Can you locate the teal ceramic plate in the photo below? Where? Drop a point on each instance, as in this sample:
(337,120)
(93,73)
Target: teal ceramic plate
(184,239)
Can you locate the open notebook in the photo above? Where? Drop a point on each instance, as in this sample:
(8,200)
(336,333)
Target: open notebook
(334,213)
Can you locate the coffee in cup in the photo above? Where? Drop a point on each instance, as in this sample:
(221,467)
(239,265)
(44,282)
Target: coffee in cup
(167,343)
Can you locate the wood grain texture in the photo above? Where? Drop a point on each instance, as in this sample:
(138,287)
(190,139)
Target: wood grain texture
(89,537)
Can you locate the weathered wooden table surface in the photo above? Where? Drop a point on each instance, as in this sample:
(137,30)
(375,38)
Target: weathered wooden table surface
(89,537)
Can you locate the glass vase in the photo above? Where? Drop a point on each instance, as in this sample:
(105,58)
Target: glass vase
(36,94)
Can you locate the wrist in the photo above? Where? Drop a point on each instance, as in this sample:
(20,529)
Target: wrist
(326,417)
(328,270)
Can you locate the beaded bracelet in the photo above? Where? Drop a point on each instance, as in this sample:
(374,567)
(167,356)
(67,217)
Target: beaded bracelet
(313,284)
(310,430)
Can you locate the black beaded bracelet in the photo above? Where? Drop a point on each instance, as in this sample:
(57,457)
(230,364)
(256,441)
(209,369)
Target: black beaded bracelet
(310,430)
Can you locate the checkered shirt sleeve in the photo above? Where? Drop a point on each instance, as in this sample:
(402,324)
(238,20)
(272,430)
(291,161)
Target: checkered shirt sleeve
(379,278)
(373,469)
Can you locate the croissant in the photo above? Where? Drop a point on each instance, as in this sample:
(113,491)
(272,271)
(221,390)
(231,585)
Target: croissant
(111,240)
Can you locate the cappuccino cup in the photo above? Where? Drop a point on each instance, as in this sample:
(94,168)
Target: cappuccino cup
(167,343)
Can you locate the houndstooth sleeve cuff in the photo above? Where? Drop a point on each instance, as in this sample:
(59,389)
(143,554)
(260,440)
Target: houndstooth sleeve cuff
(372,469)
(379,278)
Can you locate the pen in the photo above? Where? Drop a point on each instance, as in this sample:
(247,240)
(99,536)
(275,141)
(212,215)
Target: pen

▸ TASK INSTRUCTIONS: Extract all the material, leaving every line as it is.

▸ EXERCISE RESPONSE:
Can you locate the teal ceramic plate in the photo below? Where? Drop a point on each instance, as in this sample:
(337,120)
(93,73)
Target: teal ceramic plate
(184,239)
Can you locate the open notebook in the photo above? Where? Drop a point on each instance, as in this sample:
(8,200)
(336,333)
Target: open notebook
(334,213)
Can you locate the coffee in cup in the photo above? Where? Drop a point on each instance, as in this sample:
(221,467)
(239,265)
(44,282)
Target: coffee in cup
(167,343)
Can you locate the wood grain texture in the photo above? Where? Drop a point on each instance, as in this sample:
(138,287)
(190,139)
Target: wood grain texture
(89,537)
Can you locate the weathered wooden table surface in the photo above? Where? Drop a point on each instance, as in this sample:
(137,30)
(375,38)
Target: weathered wooden table surface
(89,537)
Can you locate the glass vase in the photo above? Where? Drop a point on each instance, as in this sample:
(105,58)
Target: glass vase
(36,94)
Can you locate the wrist in the photo above? Where? Drop a point on each instance, as in this sample:
(20,529)
Target: wrist
(326,417)
(328,270)
Can you locate the beaded bracelet in the photo above? Where? Drop a point on each instance, as in this sample:
(374,567)
(167,356)
(67,217)
Target: beaded bracelet
(313,284)
(310,430)
Can you locate the black beaded bracelet in the photo above? Where? Drop a point on each instance, as in this sample:
(57,457)
(230,364)
(256,441)
(209,369)
Target: black beaded bracelet
(310,430)
Can you locate the checkered shirt sleeve in the photo above? Where? Drop a point on each instance, as in this sample:
(402,324)
(238,20)
(272,430)
(291,161)
Target: checkered shirt sleeve
(379,278)
(373,469)
Can you locate the croissant in the photo above? Where? Drop a point on each instance, as in this sample:
(113,491)
(272,271)
(221,390)
(231,585)
Target: croissant
(111,240)
Can you locate the cappuccino cup in the photo above? Where? Drop a point on each instance, as in this sample:
(94,168)
Target: cappuccino cup
(167,343)
Can you locate the houndstooth sleeve cuff in the photo above? Where? Drop a point on each instance, as in this sample:
(59,389)
(143,554)
(260,440)
Target: houndstooth sleeve cuff
(372,469)
(379,278)
Can you locate the pen in the photo above? Where? Drop a point on each instance, as in this sample:
(247,240)
(99,536)
(275,141)
(212,215)
Target: pen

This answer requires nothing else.